Reproduce word for word the passage of the R debugging lesson that opens with "Strange. But how" and closes with "the global environment.".

--- start of SELECTION ---

Intermediate programming with R
Debugging with debug
Learning Objectives
- Use
print
statements to debug a function - Use
debug
to interactively enter a function environment for debugging - Use
n
to step through a function andQ
to quit debugging
As we’ve seen, reducing code repetition is generally a good thing. It reduces the chance of introducing errors while copy-pasting, and it makes it easier to understand and/or update code when a routine is written only once. However, the downside is that it can be harder to determine what the code is doing when an error occurs when the code is contained inside a function. Since the function environment is separated from the global environment, we cannot observe the values of the variables inside the function after it has failed. Fortunately, R has multiple tools for debugging functions.
Before starting this lesson, you’ll need to change some RStudio settings. RStudio has made R’s debugging tools easier to use by automatically invoking them when an error occurs. In order to understand what RStudio is doing behind the scenes, we need to deactivate this behavior. In the menu, go to “Debug”. From the dropdown menu, go to “On Error” and choose the setting “Message Only”.
Recall the function we wrote earlier to calculate the mean of a metric for each level of a factor.
mean_metric_per_var <- function(metric, variable) {
result <- numeric(length = length(levels(variable)))
names(result) <- levels(variable)
for (v in levels(variable)) {
result[v] <- mean(metric[variable == v])
}
return(result)
}
And recall we invoke it as follows.
mean_metric_per_var(counts_raw$backtweetsCount, counts_raw$journal)
pbio pcbi pgen pmed pntd pone
0.05557700 0.20624593 0.06387790 0.22574055 0.03133159 0.49421945
ppat
0.03848541
However, what can we do if we obtain an unexpected result? For example, let’s calculate the mean the number of tweets per year.
mean_metric_per_var(counts_raw$backtweetsCount, counts_raw$year)
numeric(0)
Strange. But how do we figure out what exactly is happening? Recall that the variables defined inside the function are not available outside in the global environment.
result
Error in eval(expr, envir, enclos): object 'result' not found
One option is to add print
statements to the function to inform us the values of the variables in inside the function.
mean_metric_per_var <- function(metric, variable) {
result <- numeric(length = length(levels(variable)))
names(result) <- levels(variable)
print(result)
for (v in levels(variable)) {
result[v] <- mean(metric[variable == v])
print(result)
}
return(result)
}
And then re-run the function.
mean_metric_per_var(counts_raw$backtweetsCount, counts_raw$year)
numeric(0)
numeric(0)
While this strategy can often be effective, in this case it was not very informative. Also, we had to edit our function and all we got was a glimpse at what was happening while the function was running. Let’s remove the print
statements, and re-define the function before trying a new strategy.
mean_metric_per_var <- function(metric, variable) {
result <- numeric(length = length(levels(variable)))

--- end of SELECTION ---
--- start of DATA ---

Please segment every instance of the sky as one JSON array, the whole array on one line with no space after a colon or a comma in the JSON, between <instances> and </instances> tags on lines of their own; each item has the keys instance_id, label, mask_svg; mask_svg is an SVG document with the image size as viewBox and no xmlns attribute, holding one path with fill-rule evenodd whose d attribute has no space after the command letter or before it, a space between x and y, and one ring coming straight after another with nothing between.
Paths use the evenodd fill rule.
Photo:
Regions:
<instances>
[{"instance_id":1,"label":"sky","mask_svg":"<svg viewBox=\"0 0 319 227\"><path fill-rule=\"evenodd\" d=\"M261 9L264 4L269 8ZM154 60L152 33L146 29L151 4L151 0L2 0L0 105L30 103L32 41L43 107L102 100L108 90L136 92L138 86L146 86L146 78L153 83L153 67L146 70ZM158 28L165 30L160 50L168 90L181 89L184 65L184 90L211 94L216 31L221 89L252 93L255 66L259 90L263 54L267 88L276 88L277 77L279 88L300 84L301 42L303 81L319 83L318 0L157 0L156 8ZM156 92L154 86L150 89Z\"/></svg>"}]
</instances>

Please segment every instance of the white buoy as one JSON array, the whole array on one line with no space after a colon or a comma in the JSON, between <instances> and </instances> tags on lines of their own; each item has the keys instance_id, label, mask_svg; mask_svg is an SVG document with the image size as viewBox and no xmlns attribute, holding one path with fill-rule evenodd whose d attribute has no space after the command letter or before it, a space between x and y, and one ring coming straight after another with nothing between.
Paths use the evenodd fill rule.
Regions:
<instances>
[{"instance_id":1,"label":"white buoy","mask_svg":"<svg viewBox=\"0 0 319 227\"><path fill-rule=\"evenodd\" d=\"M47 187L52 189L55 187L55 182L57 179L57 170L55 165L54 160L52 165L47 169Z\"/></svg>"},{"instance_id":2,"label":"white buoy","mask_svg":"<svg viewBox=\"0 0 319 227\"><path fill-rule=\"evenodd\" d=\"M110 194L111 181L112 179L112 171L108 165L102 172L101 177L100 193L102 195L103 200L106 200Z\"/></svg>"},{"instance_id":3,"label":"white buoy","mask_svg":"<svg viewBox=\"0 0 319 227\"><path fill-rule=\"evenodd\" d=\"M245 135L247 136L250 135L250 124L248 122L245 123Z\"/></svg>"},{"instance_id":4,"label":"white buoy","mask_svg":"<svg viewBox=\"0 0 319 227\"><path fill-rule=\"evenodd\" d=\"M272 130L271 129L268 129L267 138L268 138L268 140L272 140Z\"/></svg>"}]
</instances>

--- end of DATA ---

◆ RESULT ◆
Strange. But how do we figure out what exactly is happening? Recall that the variables defined inside the function are not available outside in the global environment.